• **GIVEN TEXT**
START
Now that we know who is involved let's see what does the business want. Well that's quite simple and usually spans from a single line as I want an application that is resilient to failure and always responsive to a full business case that has all the fine grained details. The more details the better but is not necessarily responding to the question I have in mind. My real question is how popular is going to be the app, this will give an estimate on what sort of traffic you will get, based on the traffic volume and hopefully pattern, with this you can determine quite a lot - from sizing the environment to how much it will cost to operate(remember in EC2 there is only OPEX cost). In my experience the business will not have any more input into this equation and that is just fine. So the next step will be to start looking at how developers think about it, would be a 'real time', how many reads and writes will be done from the web servers to the database, how all pieces will fall into place, etc.

Will start building on the following premises about the application

  • has to be resilient to failures (business's requirement)
  • has to be responsive all the time (business's requirement)
  • will need to support an initial high volume of users with the option to grow (business's requirement)
  • balanced as 70% reads and 30% writes for the database traffic(developers predict)
  • to be cost effective (this is always relative to the business's budget)
  • because of the above (cost) constraint the business agree that if a catastrophic failures happens into a region will be ok to have downtime but not ok to not be able to bring the site up somewhere else in a manner of a few hours.

At this point we have enough details to start putting all the pieces together. Will not mention the load balancer (piece no.1) and the application servers (piece no.2) into the three layers architecture web app. The focus is going to be the database (piece no.3) - MongoDB.

Starting at the bottom the smallest part is an individual server (instance), will explain how this can be made resilient to failure. Into ec2 the instances are into a flat network (not talking about VPC) and the storage is divided into two types.
END
• **EXERCISE DATA**
START
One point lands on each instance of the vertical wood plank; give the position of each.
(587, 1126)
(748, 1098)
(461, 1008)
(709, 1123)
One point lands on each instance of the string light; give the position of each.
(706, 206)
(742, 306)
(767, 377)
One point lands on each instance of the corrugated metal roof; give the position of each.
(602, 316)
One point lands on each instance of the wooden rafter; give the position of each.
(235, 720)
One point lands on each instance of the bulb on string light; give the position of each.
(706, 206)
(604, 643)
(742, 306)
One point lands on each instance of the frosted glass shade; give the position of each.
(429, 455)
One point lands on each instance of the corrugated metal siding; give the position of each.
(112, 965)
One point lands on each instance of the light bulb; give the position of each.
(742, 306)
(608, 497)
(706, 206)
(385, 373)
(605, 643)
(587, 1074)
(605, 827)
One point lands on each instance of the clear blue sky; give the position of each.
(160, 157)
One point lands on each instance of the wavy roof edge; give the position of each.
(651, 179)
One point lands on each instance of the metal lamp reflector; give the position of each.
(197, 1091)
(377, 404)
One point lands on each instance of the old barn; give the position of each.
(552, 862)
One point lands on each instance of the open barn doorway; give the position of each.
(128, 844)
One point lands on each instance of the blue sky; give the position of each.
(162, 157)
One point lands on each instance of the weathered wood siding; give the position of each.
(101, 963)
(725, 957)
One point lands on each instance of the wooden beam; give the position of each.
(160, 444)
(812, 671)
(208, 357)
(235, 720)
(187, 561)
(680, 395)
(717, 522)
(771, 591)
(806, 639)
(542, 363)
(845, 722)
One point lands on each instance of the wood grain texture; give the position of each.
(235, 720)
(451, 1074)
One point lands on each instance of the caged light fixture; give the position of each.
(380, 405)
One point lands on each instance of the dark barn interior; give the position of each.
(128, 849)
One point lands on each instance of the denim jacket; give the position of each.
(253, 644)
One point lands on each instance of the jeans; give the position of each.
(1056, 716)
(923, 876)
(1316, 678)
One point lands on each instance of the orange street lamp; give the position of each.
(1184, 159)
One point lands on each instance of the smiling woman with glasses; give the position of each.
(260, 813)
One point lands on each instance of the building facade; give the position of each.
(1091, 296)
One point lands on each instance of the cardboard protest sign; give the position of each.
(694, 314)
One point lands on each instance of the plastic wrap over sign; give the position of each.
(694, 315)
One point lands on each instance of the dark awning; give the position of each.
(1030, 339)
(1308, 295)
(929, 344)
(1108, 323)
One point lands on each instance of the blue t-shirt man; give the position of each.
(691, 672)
END
• **PROBLEM SET**
1 - Copy word for word the part of the MongoDB text that opens with the words containing "Will start building" and closes with "database traffic(developers predict)".
2 - Quote the rows exactly, starting at the line containing "One point lands on each instance of the dark barn" and running through the end of the rows.
The text and the rows have nothing to do with each other.

• **TASK SOLUTIONS**
1 -
Will start building on the following premises about the application

  • has to be resilient to failures (business's requirement)
  • has to be responsive all the time (business's requirement)
  • will need to support an initial high volume of users with the option to grow (business's requirement)
  • balanced as 70% reads and 30% writes for the database traffic(developers predict)

2 -
One point lands on each instance of the dark barn interior; give the position of each.
(128, 849)
One point lands on each instance of the denim jacket; give the position of each.
(253, 644)
One point lands on each instance of the jeans; give the position of each.
(1056, 716)
(923, 876)
(1316, 678)
One point lands on each instance of the orange street lamp; give the position of each.
(1184, 159)
One point lands on each instance of the smiling woman with glasses; give the position of each.
(260, 813)
One point lands on each instance of the building facade; give the position of each.
(1091, 296)
One point lands on each instance of the cardboard protest sign; give the position of each.
(694, 314)
One point lands on each instance of the plastic wrap over sign; give the position of each.
(694, 315)
One point lands on each instance of the dark awning; give the position of each.
(1030, 339)
(1308, 295)
(929, 344)
(1108, 323)
One point lands on each instance of the blue t-shirt man; give the position of each.
(691, 672)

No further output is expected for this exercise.